EXTRACTED TEXT:

Before meeting Fry and Leela and joining Planet Express (where he currently works as the assistant manager of sales and as company chef),[7] Bender had a job at the metalworking factory, bending steel girders for the construction of suicide booths.
Bender has an apartment (00100100, the ASCII code for the dollar sign "$") in the "Robot Arms Apts." building, where he eventually invites his best friend and coworker, Fry, to live with him. Although the pair enjoy living together, Bender is sometimes portrayed as manipulating his guileless friend. In the series' early episodes, Bender is shown preferring to occupy smaller areas of their apartment, like the closet, referring to them as "cozy", although in later episodes he is shown to have his own individual bedroom, like Fry.
Throughout the series, he enters many romantic relationships of varying duration, and is commonly referred to as a womanizer by his friends. He does not seem to discriminate between human women and their robot or "fem-bot" counterparts, and is shown actively pursuing both. Likewise, his taste in fem-bot partners does not seem to be affected by the fem-bot's height or weight, and he is shown numerous times chasing fem-bots of all builds. In "Proposition Infinity", Bender's secret affair with coworker Amy Wong leads to a referendum that, once approved, legalizes robosexuality. In "The Bots and the Bees", he has a sexual encounter with a fem-bot soda vending machine that leads to the almost-instantaneous birth of a son, whom he names Ben, after the first part of his own name.

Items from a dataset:

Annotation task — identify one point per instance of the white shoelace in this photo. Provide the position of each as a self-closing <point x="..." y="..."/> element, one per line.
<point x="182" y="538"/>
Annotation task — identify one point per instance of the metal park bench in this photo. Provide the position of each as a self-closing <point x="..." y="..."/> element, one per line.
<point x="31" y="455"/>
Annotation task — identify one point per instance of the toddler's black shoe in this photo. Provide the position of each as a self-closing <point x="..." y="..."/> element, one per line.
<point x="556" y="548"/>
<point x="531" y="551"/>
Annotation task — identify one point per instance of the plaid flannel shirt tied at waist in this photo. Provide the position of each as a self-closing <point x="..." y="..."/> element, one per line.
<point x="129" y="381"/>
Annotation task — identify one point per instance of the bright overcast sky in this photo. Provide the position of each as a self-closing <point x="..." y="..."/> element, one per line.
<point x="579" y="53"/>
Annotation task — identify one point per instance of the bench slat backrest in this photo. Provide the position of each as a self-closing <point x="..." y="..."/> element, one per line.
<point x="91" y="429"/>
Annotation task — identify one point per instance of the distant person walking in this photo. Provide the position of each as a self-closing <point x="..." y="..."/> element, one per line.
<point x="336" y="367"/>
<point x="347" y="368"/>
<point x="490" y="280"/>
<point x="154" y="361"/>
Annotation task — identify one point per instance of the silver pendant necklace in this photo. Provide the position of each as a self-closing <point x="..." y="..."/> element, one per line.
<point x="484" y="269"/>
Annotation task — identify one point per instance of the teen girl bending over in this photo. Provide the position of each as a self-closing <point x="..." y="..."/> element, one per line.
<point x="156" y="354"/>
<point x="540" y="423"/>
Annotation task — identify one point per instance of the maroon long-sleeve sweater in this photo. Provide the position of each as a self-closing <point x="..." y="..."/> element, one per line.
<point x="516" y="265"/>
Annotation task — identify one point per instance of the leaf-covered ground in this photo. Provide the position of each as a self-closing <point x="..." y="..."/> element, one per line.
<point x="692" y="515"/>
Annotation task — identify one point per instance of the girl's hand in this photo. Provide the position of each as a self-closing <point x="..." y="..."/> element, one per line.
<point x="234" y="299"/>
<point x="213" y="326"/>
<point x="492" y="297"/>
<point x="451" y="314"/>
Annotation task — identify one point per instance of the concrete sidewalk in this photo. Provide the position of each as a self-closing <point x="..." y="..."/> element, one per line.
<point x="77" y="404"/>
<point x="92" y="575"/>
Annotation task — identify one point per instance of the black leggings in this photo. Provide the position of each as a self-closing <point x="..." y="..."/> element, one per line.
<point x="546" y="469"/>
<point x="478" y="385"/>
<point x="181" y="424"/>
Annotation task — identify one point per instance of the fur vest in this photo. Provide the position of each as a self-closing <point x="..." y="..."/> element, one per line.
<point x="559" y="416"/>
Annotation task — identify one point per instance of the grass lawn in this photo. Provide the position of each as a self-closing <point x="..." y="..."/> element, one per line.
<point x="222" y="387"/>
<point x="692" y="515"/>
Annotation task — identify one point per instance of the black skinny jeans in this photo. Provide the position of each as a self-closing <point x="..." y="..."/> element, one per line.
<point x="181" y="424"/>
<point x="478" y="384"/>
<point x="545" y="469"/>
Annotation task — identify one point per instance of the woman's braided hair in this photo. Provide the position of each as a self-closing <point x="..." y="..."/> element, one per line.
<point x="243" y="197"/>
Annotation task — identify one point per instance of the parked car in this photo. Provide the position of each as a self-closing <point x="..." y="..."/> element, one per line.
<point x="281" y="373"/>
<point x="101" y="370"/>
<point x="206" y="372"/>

TO BE DONE:
- A) According to the passage about Bender, why does he name his son Ben? Answer in one to three sentences.
- B) Write the next part of the passage about Bender, starting after its last sentence.
The entries have nothing to do with these tasks.

TASK RESULTS:
- A) He names his son Ben after the first part of his own name.

- B)
Professor Farnsworth describes Bender to be constructed of an alloy of iron and osmium - despite Bender himself claiming to be made of 40% titanium in Season 2 Episode 13. The Professor also states Bender contains a 0.04% nickel impurity, a trait which he claimed made himself unique. Bender hates magnets, as magnets interfere with his inhibition unit, causing him to uncontrollably start singing folk music/folk songs when near his head, and also causing him to reveal his secret ambition to be a folk singer. He once was able to attach a magnetic small faux-beard underneath his mouth without breaking into song. Bender also has a near-pathological fear of electric can openers due to the death of his father, caused by one, and the fact that it once ripped open the top of his head as it would a can.
The name Bender was chosen by creator Matt Groening as an homage to John Bender (played by Judd Nelson), a character in The Breakfast Club. In that film, John Bender told Principal Vernon (Paul Gleason), "Eat my shorts," an eventual catchphrase for another Groening creation, Bart Simpson.[8]
Bender's visual design went through multiple changes before reaching its final state. One of the decisions which Groening found to be particularly difficult was whether Bender's head should be square or round. Initially he worked under the idea that all robots would have square heads in the year 3000; however, it was later decided that Bender's head should be round, a visual play on the idea that Bender is a "round peg in a square hole".[9]
When casting for Futurama, Bender's voice was the most difficult to cast, in part because the show's creators had not yet decided what robots should sound like.[10] Because of this, every voice actor who auditioned, no matter for what role, was also asked to read for Bender. After about 300 auditions, even series co-creator Cohen attempted to audition after being told he sounded like a robot.[11] John DiMaggio was eventually chosen for the role after his second audition.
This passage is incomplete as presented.